Given problem —
Rewrite the entire listing below as a numbered list, leaving out any blank lines.

Material shown —
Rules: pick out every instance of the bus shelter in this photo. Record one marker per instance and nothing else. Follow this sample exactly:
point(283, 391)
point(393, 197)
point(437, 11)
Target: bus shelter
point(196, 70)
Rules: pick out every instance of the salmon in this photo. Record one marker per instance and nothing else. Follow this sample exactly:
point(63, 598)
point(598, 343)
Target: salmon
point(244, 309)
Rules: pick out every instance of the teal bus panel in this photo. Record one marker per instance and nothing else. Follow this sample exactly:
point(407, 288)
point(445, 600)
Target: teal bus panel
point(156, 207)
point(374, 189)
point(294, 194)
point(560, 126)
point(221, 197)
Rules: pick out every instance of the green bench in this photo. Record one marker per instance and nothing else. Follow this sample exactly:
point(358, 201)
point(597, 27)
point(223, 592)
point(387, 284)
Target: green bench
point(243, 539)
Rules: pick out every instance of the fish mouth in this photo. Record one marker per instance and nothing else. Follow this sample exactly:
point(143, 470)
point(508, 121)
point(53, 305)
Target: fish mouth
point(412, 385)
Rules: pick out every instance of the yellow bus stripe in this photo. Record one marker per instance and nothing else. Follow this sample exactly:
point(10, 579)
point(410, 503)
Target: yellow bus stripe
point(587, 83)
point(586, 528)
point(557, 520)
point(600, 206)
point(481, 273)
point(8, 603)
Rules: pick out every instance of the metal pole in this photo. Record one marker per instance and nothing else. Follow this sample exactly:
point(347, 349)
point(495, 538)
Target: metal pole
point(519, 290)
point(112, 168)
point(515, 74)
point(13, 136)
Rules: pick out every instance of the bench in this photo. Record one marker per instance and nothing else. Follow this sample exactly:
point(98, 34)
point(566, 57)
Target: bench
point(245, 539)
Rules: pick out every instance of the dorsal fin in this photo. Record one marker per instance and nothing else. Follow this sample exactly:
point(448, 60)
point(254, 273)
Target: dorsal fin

Answer to the problem —
1. Rules: pick out every instance of the bus shelter in this photo. Record one marker per instance and nothing else. Follow this sample exactly:
2. point(283, 391)
3. point(393, 197)
4. point(437, 11)
5. Target: bus shelter
6. point(196, 70)
7. Rules: pick out every instance of the salmon in this photo. Record one marker per instance and nothing else. Follow this sample exactly:
8. point(63, 598)
9. point(598, 343)
10. Target: salmon
11. point(244, 309)
12. Rules: pick out every instance of the teal bus panel in this photo. Record one marker per instance and nothing else. Follow this sample exactly:
13. point(407, 288)
14. point(445, 600)
15. Target: teal bus panel
16. point(156, 207)
17. point(374, 189)
18. point(294, 194)
19. point(560, 126)
20. point(221, 197)
21. Rules: pick out every instance of the green bench in this photo. Record one marker per instance and nothing else. Follow this sample exactly:
22. point(358, 201)
23. point(597, 27)
24. point(223, 592)
25. point(387, 284)
26. Target: green bench
27. point(243, 539)
28. Rules: pick out every instance of the fish mouth in this photo. Record one marker per instance and nothing else. Follow this sample exactly:
29. point(143, 470)
30. point(508, 121)
31. point(53, 305)
32. Target: fish mouth
33. point(412, 385)
34. Rules: pick out every instance of the yellow bus stripe in this photo. Record one marker per instance and nothing else. Follow this sample exactly:
35. point(10, 579)
36. point(410, 503)
37. Target: yellow bus stripe
38. point(587, 83)
39. point(586, 528)
40. point(557, 520)
41. point(600, 206)
42. point(481, 273)
43. point(8, 603)
44. Rules: pick out every instance of the metal pole in this photo. Record one marker per instance and nothing else. Follow this sample exactly:
45. point(347, 349)
46. point(495, 538)
47. Target: metal pole
48. point(519, 290)
49. point(112, 168)
50. point(515, 74)
51. point(13, 136)
52. Rules: pick out every instance of the bench in this photo. Record one marker per instance and nothing else. Follow this sample exactly:
53. point(98, 34)
54. point(566, 57)
55. Target: bench
56. point(245, 539)
57. Rules: pick out every instance of the dorsal fin in this photo. Record one marker per instance and nothing else. Follow this sample exactly:
58. point(448, 60)
59. point(254, 273)
60. Target: dorsal fin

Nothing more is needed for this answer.